### ABOUT THIS TASK
Examine the records below. Report how many of their lines contain the word "position", with no other content.

### Source data
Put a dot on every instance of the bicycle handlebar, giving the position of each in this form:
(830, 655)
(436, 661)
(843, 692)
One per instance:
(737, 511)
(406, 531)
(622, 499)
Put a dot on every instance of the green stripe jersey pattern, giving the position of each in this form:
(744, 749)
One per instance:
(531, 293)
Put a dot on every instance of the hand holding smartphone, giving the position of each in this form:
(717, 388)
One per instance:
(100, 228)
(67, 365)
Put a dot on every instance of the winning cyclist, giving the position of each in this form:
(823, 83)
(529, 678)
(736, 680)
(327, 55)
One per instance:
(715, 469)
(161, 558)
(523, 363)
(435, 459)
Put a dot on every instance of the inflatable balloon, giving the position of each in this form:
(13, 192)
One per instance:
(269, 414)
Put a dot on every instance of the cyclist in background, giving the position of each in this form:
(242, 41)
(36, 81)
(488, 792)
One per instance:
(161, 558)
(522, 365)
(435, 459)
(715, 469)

### THE COMPLETED TASK
6